■ **DESCRIPTION OF THE TASK**
Rewrite the records below with "pink rubber boot" swapped for "pink rain boot" throughout, and keep every other line unchanged.

··· PROVIDED ENTRIES

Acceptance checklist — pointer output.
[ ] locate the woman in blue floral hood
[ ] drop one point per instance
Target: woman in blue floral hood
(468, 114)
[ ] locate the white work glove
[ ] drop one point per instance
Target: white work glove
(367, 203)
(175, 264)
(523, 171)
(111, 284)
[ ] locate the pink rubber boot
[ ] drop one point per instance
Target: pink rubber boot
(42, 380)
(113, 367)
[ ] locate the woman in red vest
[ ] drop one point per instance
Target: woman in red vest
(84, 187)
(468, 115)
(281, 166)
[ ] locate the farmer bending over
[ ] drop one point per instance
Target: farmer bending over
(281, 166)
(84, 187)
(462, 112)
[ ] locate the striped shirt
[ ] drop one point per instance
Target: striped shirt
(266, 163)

······

■ **TASK SOLUTION**
Acceptance checklist — pointer output.
[ ] locate the woman in blue floral hood
[ ] drop one point per instance
Target: woman in blue floral hood
(468, 114)
[ ] locate the white work glove
[ ] drop one point per instance
Target: white work glove
(367, 203)
(175, 264)
(523, 171)
(111, 284)
[ ] locate the pink rain boot
[ ] drop one point per instance
Target: pink rain boot
(42, 380)
(113, 367)
[ ] locate the woman in red vest
[ ] drop one point per instance
Target: woman in red vest
(84, 187)
(468, 115)
(281, 166)
[ ] locate the farmer bending over
[ ] drop one point per instance
Target: farmer bending over
(281, 166)
(84, 187)
(462, 112)
[ ] locate the striped shirt
[ ] drop one point per instance
Target: striped shirt
(266, 163)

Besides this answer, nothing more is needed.